======== Records for processing ========
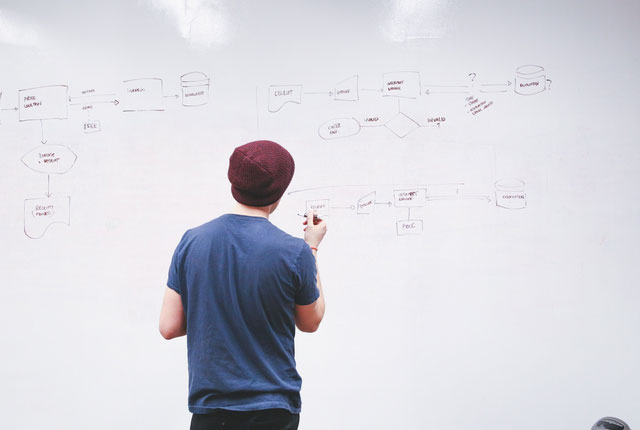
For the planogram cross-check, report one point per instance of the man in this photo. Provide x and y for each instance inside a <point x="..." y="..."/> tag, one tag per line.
<point x="237" y="288"/>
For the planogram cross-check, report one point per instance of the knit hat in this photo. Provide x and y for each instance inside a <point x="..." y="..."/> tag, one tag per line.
<point x="260" y="172"/>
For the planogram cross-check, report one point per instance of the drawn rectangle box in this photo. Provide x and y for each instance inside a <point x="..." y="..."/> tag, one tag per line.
<point x="410" y="198"/>
<point x="143" y="95"/>
<point x="320" y="206"/>
<point x="409" y="227"/>
<point x="48" y="102"/>
<point x="91" y="126"/>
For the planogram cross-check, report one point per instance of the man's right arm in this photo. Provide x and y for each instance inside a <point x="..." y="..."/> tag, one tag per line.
<point x="308" y="317"/>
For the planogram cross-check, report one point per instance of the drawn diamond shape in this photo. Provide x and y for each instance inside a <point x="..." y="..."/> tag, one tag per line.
<point x="401" y="125"/>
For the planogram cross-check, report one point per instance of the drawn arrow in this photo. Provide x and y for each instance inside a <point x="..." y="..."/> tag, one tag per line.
<point x="330" y="93"/>
<point x="42" y="133"/>
<point x="89" y="96"/>
<point x="48" y="185"/>
<point x="488" y="90"/>
<point x="471" y="197"/>
<point x="508" y="84"/>
<point x="114" y="102"/>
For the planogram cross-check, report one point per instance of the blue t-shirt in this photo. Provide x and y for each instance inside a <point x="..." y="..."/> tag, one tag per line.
<point x="239" y="278"/>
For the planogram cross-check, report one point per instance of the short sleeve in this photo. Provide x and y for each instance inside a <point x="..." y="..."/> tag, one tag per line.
<point x="307" y="290"/>
<point x="176" y="279"/>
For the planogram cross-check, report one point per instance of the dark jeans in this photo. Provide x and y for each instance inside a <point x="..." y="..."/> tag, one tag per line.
<point x="267" y="419"/>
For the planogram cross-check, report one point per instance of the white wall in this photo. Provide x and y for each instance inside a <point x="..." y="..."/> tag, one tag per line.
<point x="489" y="318"/>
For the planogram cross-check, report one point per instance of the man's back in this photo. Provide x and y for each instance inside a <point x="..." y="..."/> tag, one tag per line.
<point x="240" y="278"/>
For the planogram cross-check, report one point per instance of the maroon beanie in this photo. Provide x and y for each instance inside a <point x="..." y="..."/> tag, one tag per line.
<point x="260" y="172"/>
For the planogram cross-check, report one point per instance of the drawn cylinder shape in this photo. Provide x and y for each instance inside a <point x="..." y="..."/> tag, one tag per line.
<point x="195" y="89"/>
<point x="510" y="194"/>
<point x="530" y="80"/>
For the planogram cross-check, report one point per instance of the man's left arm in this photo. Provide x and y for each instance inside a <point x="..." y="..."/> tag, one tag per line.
<point x="172" y="319"/>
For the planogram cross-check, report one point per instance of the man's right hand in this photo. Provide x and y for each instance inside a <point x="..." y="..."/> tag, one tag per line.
<point x="315" y="230"/>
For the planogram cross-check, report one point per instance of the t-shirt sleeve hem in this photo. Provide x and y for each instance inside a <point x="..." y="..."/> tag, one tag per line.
<point x="173" y="287"/>
<point x="308" y="300"/>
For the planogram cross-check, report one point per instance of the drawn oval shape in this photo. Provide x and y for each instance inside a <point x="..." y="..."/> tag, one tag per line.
<point x="339" y="127"/>
<point x="50" y="159"/>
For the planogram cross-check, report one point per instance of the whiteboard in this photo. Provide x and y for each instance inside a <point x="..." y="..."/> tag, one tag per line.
<point x="477" y="163"/>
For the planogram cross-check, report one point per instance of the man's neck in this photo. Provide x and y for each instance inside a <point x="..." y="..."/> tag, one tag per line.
<point x="262" y="211"/>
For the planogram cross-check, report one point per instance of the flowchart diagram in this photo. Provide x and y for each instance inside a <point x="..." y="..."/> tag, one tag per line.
<point x="53" y="102"/>
<point x="508" y="193"/>
<point x="528" y="80"/>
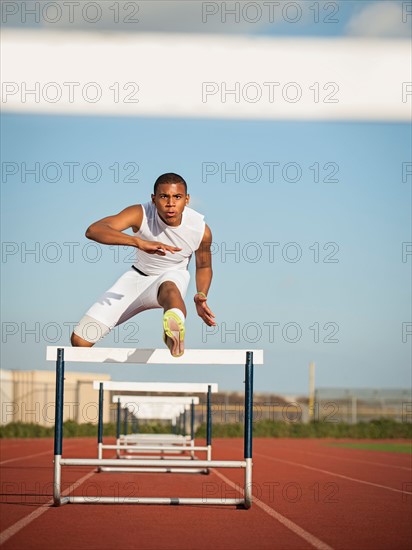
========
(Your task)
Without any of the pictures, repeat the entries above word for word.

(Solution for this exercise)
For the planogram cross-check, report one point per instance of the man in this photo. Provide x and y for each instance inside a <point x="..." y="..."/> tag, one tag per line.
<point x="237" y="288"/>
For the planogram cross-check, report one point per instance of the knit hat in this photo. Provide x and y for each instance inside a <point x="..." y="..."/> tag, one tag per line.
<point x="260" y="172"/>
For the planogram cross-check, report one point per instance of the drawn rectangle box in this photo. Provide x and y for each instance inside a <point x="..." y="..."/> tag, one tag per line.
<point x="410" y="198"/>
<point x="143" y="95"/>
<point x="320" y="206"/>
<point x="409" y="227"/>
<point x="48" y="102"/>
<point x="91" y="126"/>
For the planogram cross-check, report one point per instance of the man's right arm in this photo. Provide x and y for each instance inside a <point x="..." y="..."/> tag, one tag per line.
<point x="308" y="317"/>
For the planogram cross-check, report one point per instance of the drawn diamond shape in this photo. Provide x and y for each instance inside a <point x="..." y="..."/> tag, one tag per line.
<point x="401" y="125"/>
For the planogram cross-check, report one point per instance of the drawn arrow in this photo. Provide x and y for each instance inside a <point x="..." y="..."/> tag, one tag per line.
<point x="330" y="93"/>
<point x="42" y="133"/>
<point x="89" y="96"/>
<point x="48" y="185"/>
<point x="488" y="90"/>
<point x="471" y="197"/>
<point x="508" y="84"/>
<point x="114" y="102"/>
For the planogram cross-check, report one point per instance of the blue t-shirt in this photo. Provide x and y for each instance inside a <point x="..." y="..."/> tag, one tag per line.
<point x="239" y="278"/>
For the planogram cross-check, report one point per instance of the short sleeve in this photo. Provide x and y for each instance inside a <point x="..." y="..."/> tag, one tag per line.
<point x="307" y="290"/>
<point x="176" y="279"/>
For the planogram cross-check, report one point per instance of the dark jeans in this photo. Provide x and y for each instance inside a <point x="..." y="..."/> tag, one tag per line.
<point x="267" y="419"/>
For the planogram cross-check, report one point per instance of the white wall in this photo. Provide x and y for each instance inside a <point x="..." y="..."/> tag, one tag per line.
<point x="489" y="318"/>
For the planogram cross-check, report one point per instance of the man's back in this photo. Provide x and y for each instance inside a <point x="..." y="..."/> tag, one tag per line.
<point x="240" y="278"/>
For the planogram cross-check, report one point per instance of the maroon beanie in this photo. Provide x and y for each instance inside a <point x="..." y="..."/> tag, one tag per line.
<point x="260" y="172"/>
For the planogram cross-check, report one point per instance of the drawn cylinder shape in this photo. Provide x and y for each instance inside a <point x="..." y="..."/> tag, one tag per line.
<point x="195" y="89"/>
<point x="510" y="194"/>
<point x="530" y="80"/>
For the planogram cross-check, report one point per instance of the man's left arm in this photo. Provide x and y for each instance inside a <point x="..." y="..."/> tag, one tag per line.
<point x="172" y="319"/>
For the planogram cross-check, report one point per instance of the man's right hand in this photo. Provide x and y for each instance inside a <point x="..." y="..."/> tag, one tag per line.
<point x="315" y="230"/>
For the planogram cross-check, report one point per instance of the t-shirt sleeve hem in this photo. Provide x and y for each instance inside a <point x="..." y="..."/> tag, one tag per line.
<point x="173" y="287"/>
<point x="308" y="300"/>
For the planogram cross-check, report one point per instance of the drawn oval shape in this photo. Provide x and y for each instance inside a <point x="..." y="..."/> tag, one tag per line.
<point x="339" y="127"/>
<point x="50" y="159"/>
For the planogram cross-check, report one point per instance of the whiteboard in this photo. Provide x and y for each instance inside a <point x="..." y="..."/> tag, one tag per line.
<point x="477" y="163"/>
For the planogram cross-check, report one point per instance of the man's neck in this photo. Provide x and y for each instance inside a <point x="..." y="..."/> tag, one tag per line.
<point x="262" y="211"/>
For the planogram cross-check, report one point per instance of the flowchart diagram in this photo. Provide x and y for each instance inside a <point x="..." y="..."/> tag, one tag per line.
<point x="53" y="102"/>
<point x="508" y="193"/>
<point x="528" y="80"/>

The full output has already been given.